● INFORMATION GIVEN:
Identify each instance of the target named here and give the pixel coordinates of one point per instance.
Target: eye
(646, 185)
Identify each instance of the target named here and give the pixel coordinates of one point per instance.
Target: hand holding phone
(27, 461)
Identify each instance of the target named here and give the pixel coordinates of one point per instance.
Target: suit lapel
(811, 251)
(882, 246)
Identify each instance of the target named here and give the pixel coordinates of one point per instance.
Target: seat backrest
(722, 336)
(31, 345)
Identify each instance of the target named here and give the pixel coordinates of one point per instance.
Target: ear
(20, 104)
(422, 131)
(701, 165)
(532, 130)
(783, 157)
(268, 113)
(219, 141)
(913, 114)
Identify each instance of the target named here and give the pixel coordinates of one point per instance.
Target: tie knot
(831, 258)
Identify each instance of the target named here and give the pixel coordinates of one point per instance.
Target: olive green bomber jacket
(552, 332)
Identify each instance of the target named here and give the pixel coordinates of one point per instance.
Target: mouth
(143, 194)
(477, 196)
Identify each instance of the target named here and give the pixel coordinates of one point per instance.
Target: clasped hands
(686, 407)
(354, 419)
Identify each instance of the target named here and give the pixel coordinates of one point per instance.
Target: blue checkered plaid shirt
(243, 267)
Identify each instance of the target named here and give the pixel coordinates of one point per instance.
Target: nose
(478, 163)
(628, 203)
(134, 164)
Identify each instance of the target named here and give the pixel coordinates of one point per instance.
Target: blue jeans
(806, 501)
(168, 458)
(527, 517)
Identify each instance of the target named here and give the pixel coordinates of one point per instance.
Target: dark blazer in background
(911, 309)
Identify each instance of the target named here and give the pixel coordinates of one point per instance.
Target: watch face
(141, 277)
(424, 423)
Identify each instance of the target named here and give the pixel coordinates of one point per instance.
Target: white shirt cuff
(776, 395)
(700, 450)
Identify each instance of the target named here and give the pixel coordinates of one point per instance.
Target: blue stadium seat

● EXERCISE REQUIREMENTS: All of the data needs to be printed once more, exactly.

● RESPONSE TO THIS TASK:
Identify each instance of the target named here and give the pixel coordinates of one point per instance.
Target: eye
(646, 185)
Identify each instance of the target named here and give the pixel coordinates of one point per instance.
Target: hand holding phone
(27, 461)
Identify each instance of the target named here and give the pixel coordinates of one point per instance.
Target: suit lapel
(811, 251)
(882, 246)
Identify each instance of the target named here and give the pixel coordinates of one point per instance.
Target: seat backrest
(722, 336)
(31, 345)
Identify each instance of the target named here and give the pixel coordinates of one point per instance.
Target: ear
(20, 104)
(422, 131)
(701, 165)
(532, 130)
(783, 157)
(268, 113)
(219, 141)
(913, 114)
Identify each instance of the target named here and give the pixel coordinates of one point per instance.
Target: tie knot
(831, 258)
Identify each instance of the target named here and give the pixel coordinates of one point per instance.
Target: olive green bomber jacket
(552, 332)
Identify each instance of the target named here and give the pixel coordinates of one point per instance.
Target: mouth
(143, 194)
(477, 196)
Identify each instance of the target named here and give the pixel coordinates of one point per instance.
Target: clasped hands
(686, 407)
(354, 419)
Identify each instance of the target named here and give the pixel coordinates of one point per instance.
Target: blue checkered plaid shirt
(243, 267)
Identify each instance of the target named here and give the pixel coordinates of one point per instance.
Target: nose
(478, 163)
(628, 203)
(134, 164)
Identify each instance of the target named here and give the pixel coordinates of one point per instance.
Target: blue jeans
(806, 501)
(168, 458)
(527, 517)
Identify each instance of the target named here and give the pixel coordinates of one point per instance.
Target: dark blazer in background
(911, 309)
Identify each instance of the target named here and give the pixel coordinates of one point per instance.
Target: watch face
(141, 277)
(424, 423)
Identify each instance of the target named here and give the pixel coordinates of one point per instance.
Target: white shirt cuff
(776, 395)
(700, 450)
Identify each instance of the target named here and give the pixel coordinates of one point per instance.
Target: blue stadium seat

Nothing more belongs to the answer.